*Objective*: Write out each line beneath this one exactly as it reads.

*The input*:
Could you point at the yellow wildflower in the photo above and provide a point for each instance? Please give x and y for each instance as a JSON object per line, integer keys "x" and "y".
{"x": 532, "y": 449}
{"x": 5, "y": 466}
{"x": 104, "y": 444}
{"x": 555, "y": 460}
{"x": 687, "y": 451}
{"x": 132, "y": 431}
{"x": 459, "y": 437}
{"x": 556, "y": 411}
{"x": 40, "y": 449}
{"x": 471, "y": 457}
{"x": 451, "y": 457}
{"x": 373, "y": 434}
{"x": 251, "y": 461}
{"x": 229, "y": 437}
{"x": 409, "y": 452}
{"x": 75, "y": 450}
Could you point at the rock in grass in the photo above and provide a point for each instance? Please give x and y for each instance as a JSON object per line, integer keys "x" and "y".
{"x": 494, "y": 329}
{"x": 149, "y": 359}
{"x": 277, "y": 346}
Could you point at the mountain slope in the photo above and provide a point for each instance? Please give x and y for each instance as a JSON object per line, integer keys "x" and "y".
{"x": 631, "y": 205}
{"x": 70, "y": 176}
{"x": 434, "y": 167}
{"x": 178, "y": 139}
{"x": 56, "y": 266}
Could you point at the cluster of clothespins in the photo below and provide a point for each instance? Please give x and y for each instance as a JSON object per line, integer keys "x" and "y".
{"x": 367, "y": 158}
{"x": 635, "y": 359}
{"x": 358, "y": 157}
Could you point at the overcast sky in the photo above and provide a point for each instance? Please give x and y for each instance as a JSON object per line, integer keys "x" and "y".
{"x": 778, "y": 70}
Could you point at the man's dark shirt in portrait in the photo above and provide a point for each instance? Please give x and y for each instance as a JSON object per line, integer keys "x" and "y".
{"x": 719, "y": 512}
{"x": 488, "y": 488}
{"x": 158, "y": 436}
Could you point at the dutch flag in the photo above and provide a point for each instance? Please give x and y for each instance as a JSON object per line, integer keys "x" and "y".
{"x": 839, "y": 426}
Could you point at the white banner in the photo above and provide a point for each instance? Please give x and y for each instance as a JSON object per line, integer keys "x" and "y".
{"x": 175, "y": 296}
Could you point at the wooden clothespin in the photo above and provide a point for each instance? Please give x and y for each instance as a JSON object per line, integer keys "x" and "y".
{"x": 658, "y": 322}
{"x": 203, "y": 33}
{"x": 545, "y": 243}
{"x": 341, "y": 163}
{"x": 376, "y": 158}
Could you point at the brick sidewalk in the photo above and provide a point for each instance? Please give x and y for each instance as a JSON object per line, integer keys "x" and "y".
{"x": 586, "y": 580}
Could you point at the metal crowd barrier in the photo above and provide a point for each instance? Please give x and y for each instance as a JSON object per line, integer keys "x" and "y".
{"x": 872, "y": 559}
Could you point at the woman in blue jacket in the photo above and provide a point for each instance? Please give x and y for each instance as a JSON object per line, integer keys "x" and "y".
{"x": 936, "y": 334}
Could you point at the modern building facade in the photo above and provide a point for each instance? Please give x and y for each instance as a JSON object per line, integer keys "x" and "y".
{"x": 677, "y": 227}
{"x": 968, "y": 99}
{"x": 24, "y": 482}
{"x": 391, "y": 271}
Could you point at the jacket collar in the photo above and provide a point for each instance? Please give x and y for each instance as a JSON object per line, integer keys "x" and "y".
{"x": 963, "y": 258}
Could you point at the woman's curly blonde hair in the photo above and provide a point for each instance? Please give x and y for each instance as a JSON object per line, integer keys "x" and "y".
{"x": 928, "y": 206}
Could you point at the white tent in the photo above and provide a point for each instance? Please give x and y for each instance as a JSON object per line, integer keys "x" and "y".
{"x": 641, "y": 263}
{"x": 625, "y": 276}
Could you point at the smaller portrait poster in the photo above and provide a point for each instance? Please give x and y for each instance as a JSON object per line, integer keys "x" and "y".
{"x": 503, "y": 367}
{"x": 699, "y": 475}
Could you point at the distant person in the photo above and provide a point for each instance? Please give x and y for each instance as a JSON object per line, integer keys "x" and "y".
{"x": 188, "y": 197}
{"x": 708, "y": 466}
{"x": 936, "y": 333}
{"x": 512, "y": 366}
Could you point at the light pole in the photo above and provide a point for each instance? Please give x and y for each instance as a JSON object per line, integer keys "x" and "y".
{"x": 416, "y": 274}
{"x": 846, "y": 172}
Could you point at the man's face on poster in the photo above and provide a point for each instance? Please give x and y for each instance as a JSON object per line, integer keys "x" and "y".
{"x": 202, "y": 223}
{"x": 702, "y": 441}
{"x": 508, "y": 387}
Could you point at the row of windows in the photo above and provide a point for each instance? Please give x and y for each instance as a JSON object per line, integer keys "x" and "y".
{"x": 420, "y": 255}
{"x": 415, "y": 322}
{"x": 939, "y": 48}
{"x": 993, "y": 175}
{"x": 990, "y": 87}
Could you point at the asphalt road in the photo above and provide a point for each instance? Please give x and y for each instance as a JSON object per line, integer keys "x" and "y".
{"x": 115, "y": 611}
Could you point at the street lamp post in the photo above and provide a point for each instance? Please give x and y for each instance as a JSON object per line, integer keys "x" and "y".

*Correct output*:
Could you point at the yellow wildflower in the photo above and provide a point for each instance? Please give x and y for each instance as a JSON object per line, integer keys "x" and "y".
{"x": 532, "y": 449}
{"x": 5, "y": 466}
{"x": 104, "y": 444}
{"x": 555, "y": 460}
{"x": 687, "y": 451}
{"x": 132, "y": 431}
{"x": 459, "y": 437}
{"x": 556, "y": 411}
{"x": 40, "y": 449}
{"x": 471, "y": 457}
{"x": 451, "y": 457}
{"x": 373, "y": 434}
{"x": 251, "y": 461}
{"x": 229, "y": 437}
{"x": 409, "y": 452}
{"x": 75, "y": 450}
Could you point at the rock in grass in the photo above and provide a point for each instance? Please give x and y for each instance as a JSON object per line, integer keys "x" and "y".
{"x": 494, "y": 329}
{"x": 149, "y": 359}
{"x": 277, "y": 346}
Could you point at the mountain slope in the photo above and provide a point for each instance? Please give x and y for each instance as a JSON object per line, integer keys "x" and "y".
{"x": 631, "y": 205}
{"x": 70, "y": 176}
{"x": 434, "y": 167}
{"x": 178, "y": 139}
{"x": 56, "y": 266}
Could you point at the cluster of clothespins in the photo below and provide a point for each instance? Please give x and y for each instance as a JSON object per line, integer keys "x" and "y".
{"x": 367, "y": 158}
{"x": 635, "y": 359}
{"x": 358, "y": 157}
Could you point at the overcast sky in the photo above and provide a point for each instance? Please give x and y for each instance as a JSON object per line, integer keys "x" and "y".
{"x": 778, "y": 70}
Could you point at the man's dark shirt in portrait in the photo above and provide a point for each instance? Please give x and y for each instance as a JSON object per line, integer keys "x" and "y".
{"x": 719, "y": 512}
{"x": 488, "y": 488}
{"x": 158, "y": 436}
Could you point at the dutch flag in the photo above and provide a point for each instance? Please give x and y for each instance as a JSON object per line, integer keys "x" and "y".
{"x": 839, "y": 426}
Could you point at the white banner in the photo above and provide a point for each instance? Please give x and y for each instance as a JSON object per line, integer keys "x" and "y".
{"x": 175, "y": 296}
Could you point at the wooden clothespin in the photo above and provide a point for each instance? Please give x and y for each instance as a JSON object per line, integer keys "x" and "y".
{"x": 658, "y": 322}
{"x": 203, "y": 33}
{"x": 545, "y": 243}
{"x": 341, "y": 163}
{"x": 376, "y": 158}
Could you point at the brick sidewalk in the photo above and provide a point for each instance? Please give x and y for each instance as a JSON object per line, integer keys "x" and "y".
{"x": 586, "y": 580}
Could you point at the metal crowd barrier in the photo above and provide a point for each instance? Please give x and y for each instance as a JSON object per line, integer keys "x" and "y".
{"x": 872, "y": 559}
Could you point at the woman in blue jacket in the photo above and provide a point for each instance? Please give x and y for each instance as a JSON object per line, integer keys "x" and "y".
{"x": 936, "y": 334}
Could you point at the modern building facade in the photo above and provide a point for each instance? Please give x and y for each instance as a JSON object per line, integer keys "x" and "y".
{"x": 677, "y": 227}
{"x": 968, "y": 99}
{"x": 24, "y": 482}
{"x": 391, "y": 271}
Could you point at the jacket collar in the photo above and provide a point for each instance? Please give x and y for each instance as a JSON object per line, integer keys "x" and "y".
{"x": 963, "y": 258}
Could you point at the woman's curly blonde hair in the photo above and provide a point for each instance? Please give x and y for each instance as a JSON object per line, integer keys "x" and "y".
{"x": 928, "y": 206}
Could you point at the white tent in the photo above and provide a point for each instance? Please give x and y for each instance as a JSON object per line, integer keys "x" and "y".
{"x": 641, "y": 263}
{"x": 625, "y": 276}
Could you point at the smaller portrait poster in the photo above and provide a point for each instance? Please give x and y for each instance as a JSON object per line, integer keys "x" and "y".
{"x": 503, "y": 367}
{"x": 699, "y": 475}
Could you point at the distant person in the photo above and provide a point for each instance? Please give x and y for each instance as a JSON object per line, integer keys "x" and "y".
{"x": 188, "y": 197}
{"x": 708, "y": 466}
{"x": 936, "y": 333}
{"x": 512, "y": 366}
Could you point at the light pole in the photo above and provide a point for each instance? Please give x and y for each instance as a JSON object per line, integer keys "x" and "y".
{"x": 416, "y": 274}
{"x": 846, "y": 172}
Could you point at the man's face on poster in the photo above and provide a point for each instance? Please give x and y for each instance as a JSON object per line, integer keys "x" and "y".
{"x": 202, "y": 223}
{"x": 702, "y": 441}
{"x": 508, "y": 387}
Could you point at the row of windows in the photo above and provide a point for each instance? Please give x and y for each instance as a JSON object per line, integer keys "x" and "y".
{"x": 420, "y": 255}
{"x": 415, "y": 322}
{"x": 939, "y": 48}
{"x": 993, "y": 175}
{"x": 990, "y": 87}
Could you point at the asphalt road in the photo above and provide a point for each instance? Please give x and y for each instance as a JSON object per line, integer keys "x" and "y".
{"x": 115, "y": 611}
Could you point at the street lamp post in the photo above and provide a point for each instance? Please give x and y for each instance as a JSON object per line, integer keys "x" and "y".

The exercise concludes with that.